(ASSIGNMENT)
Print the records below exactly, with no pictures.

== STUDY MATERIAL ==

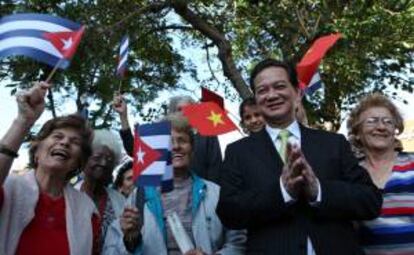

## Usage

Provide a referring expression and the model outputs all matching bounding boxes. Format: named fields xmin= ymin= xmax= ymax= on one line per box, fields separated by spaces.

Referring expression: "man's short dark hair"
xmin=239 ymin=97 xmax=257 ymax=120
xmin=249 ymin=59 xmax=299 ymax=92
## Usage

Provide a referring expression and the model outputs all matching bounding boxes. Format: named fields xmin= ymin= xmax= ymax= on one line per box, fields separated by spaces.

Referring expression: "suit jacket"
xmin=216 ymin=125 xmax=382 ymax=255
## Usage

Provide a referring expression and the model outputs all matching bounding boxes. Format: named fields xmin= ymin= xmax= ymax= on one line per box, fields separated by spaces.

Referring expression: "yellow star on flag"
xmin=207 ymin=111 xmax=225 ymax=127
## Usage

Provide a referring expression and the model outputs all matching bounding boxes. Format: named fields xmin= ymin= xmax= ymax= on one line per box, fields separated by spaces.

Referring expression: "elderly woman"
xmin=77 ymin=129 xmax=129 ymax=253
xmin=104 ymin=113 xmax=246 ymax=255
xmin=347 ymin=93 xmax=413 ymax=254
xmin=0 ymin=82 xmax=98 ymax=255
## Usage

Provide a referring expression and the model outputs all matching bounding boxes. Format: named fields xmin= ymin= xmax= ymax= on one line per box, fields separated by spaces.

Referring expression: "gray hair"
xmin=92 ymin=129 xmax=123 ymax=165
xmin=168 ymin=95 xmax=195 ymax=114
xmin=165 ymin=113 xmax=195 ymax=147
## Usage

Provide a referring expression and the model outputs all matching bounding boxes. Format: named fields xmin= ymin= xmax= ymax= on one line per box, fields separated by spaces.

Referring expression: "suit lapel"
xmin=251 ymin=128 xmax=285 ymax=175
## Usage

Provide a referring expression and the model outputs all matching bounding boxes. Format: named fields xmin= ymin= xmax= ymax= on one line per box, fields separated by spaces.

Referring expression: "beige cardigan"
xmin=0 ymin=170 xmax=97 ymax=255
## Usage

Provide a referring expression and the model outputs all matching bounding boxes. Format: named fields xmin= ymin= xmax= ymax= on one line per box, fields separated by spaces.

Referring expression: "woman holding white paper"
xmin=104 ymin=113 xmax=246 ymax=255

===

(EXERCISE RESPONSE)
## Usage

Provide a referring expression and the model outputs all matching bounding boxes. Format: named fields xmin= ymin= xmax= ymax= on one line per box, fields separated by spaces.

Referring expression: "man's short dark hair"
xmin=239 ymin=97 xmax=257 ymax=120
xmin=249 ymin=59 xmax=299 ymax=92
## Usage

Provide a referring expression and the model outputs all matching bounding boxes. Format: named fields xmin= ymin= xmax= ymax= on one line per box, fields separated by spaces.

Referring expression: "suit jacket"
xmin=216 ymin=125 xmax=382 ymax=255
## Usage

Provide a referring expression and the model outputs all matching bounding boxes. Format: named fields xmin= ymin= xmax= ymax= on one line per box, fields separated by spaces.

Referring expression: "yellow star on flag"
xmin=207 ymin=111 xmax=225 ymax=127
## Usage

Provide a referring expression and the model outputs all matching bounding boxes. Format: named fields xmin= ymin= xmax= ymax= on one line per box, fields separated by spaces.

Referring expression: "elderly woman"
xmin=77 ymin=129 xmax=129 ymax=253
xmin=104 ymin=113 xmax=246 ymax=255
xmin=347 ymin=93 xmax=413 ymax=254
xmin=0 ymin=82 xmax=98 ymax=255
## Usage

Provide a referring expression and the model outputs all matching bounding boxes. Format: named fields xmin= ymin= xmax= ymax= on one line per box, fields separated by spaces.

Referring expression: "gray hair"
xmin=92 ymin=129 xmax=123 ymax=165
xmin=168 ymin=95 xmax=195 ymax=114
xmin=165 ymin=113 xmax=195 ymax=147
## Usage

Provide a referring expression and the model outputs all matching bounding boxes. Format: named fields xmin= ymin= xmax= ymax= on one line per box, fields separated by spaces.

Referring expression: "suit lapel"
xmin=251 ymin=128 xmax=285 ymax=175
## Usage

Provide a referring expression and the model outputs all matching bounding boxes. Format: named fields xmin= ymin= xmax= ymax= on one line per box, fields separated by spaces.

Referring expression: "beige cardigan"
xmin=0 ymin=170 xmax=97 ymax=255
## Usage

Provide a referring expression and the model outputs all matching bounding boxes. Format: named fields xmin= ymin= xmax= ymax= on one line per box, fields separated by spaces.

Referring expression: "woman holding white paper"
xmin=104 ymin=113 xmax=246 ymax=255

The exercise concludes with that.